▶ [Exercise]
Exactly reproduce the lines beginning with the line that includes "fork handle in this photo, one per instance." and ending with the last line of the data.

=====

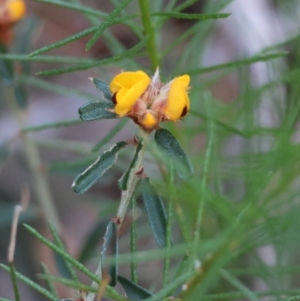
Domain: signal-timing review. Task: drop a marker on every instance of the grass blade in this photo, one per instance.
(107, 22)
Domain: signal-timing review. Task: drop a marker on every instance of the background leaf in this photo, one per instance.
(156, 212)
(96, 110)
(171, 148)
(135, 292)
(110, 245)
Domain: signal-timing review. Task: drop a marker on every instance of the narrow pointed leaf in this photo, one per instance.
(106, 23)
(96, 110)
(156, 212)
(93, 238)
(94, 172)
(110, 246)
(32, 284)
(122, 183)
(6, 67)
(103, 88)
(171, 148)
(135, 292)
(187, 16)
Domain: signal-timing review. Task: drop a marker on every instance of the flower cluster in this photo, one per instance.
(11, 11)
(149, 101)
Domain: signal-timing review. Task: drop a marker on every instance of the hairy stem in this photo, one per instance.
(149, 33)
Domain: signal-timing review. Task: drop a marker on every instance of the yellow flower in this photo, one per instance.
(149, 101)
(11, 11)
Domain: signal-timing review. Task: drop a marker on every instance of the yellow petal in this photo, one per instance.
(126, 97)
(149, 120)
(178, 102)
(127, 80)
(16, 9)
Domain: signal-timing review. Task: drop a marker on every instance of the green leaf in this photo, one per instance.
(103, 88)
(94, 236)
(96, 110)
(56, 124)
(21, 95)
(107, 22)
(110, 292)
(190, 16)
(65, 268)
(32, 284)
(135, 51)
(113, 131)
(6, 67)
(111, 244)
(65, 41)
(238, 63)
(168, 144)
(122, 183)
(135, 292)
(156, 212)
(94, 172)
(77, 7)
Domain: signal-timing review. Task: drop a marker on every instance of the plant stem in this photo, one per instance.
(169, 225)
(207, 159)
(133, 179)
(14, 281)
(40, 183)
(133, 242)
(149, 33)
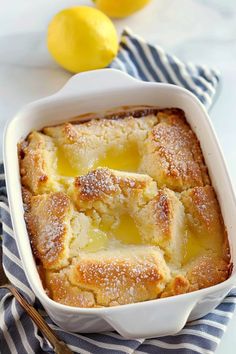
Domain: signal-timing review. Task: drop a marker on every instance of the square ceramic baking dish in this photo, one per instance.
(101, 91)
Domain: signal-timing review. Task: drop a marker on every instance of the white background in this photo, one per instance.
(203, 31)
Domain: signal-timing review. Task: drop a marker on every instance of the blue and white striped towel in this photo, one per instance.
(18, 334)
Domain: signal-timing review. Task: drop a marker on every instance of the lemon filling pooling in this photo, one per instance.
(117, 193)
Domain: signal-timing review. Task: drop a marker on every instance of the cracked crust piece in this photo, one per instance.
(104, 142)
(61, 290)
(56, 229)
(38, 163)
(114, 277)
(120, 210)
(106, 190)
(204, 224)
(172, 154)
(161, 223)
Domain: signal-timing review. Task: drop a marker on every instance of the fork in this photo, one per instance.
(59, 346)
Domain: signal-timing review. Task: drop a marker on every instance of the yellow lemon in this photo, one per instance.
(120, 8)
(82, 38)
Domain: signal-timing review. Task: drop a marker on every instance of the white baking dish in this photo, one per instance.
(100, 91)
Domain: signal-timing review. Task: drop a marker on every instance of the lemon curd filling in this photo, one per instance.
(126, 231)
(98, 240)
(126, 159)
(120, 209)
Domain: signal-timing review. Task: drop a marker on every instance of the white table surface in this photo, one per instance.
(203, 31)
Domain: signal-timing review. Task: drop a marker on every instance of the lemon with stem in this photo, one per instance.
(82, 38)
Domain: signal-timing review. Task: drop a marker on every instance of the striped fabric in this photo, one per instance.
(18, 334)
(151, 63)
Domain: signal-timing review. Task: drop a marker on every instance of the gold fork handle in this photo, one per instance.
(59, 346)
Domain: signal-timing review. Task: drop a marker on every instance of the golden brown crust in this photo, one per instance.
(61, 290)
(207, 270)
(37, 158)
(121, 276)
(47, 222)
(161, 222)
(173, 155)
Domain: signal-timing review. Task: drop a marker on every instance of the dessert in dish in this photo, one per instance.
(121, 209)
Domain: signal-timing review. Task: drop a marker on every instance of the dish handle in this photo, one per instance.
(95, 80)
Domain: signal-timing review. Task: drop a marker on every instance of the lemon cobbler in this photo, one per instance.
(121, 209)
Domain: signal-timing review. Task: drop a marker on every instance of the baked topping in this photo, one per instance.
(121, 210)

=====

▶ [Full answer]
Domain: signal-timing review. Task: drop a marker on every instance of the gold fork handle in this photo, one per instance.
(59, 346)
Domain: signal-timing review. Task: drop a marker on every instance of the golden brown crust in this photo, one per instance.
(61, 290)
(207, 270)
(37, 158)
(121, 276)
(47, 222)
(161, 222)
(173, 155)
Domain: signal-timing review. Task: drop a marker on every instance of the dessert in dish in this photo, one per instance.
(121, 209)
Domain: signal-timing review. Task: drop a marker on every instance of the dish handle in this photo, one per instance.
(95, 80)
Domain: signal-timing review. Task: drop a marker on every instance of the lemon cobbler in this photo, one per instance.
(121, 209)
Domain: signal-timing review. Task: drop a marker on every instance of the baked topping in this photo, one per instance.
(121, 210)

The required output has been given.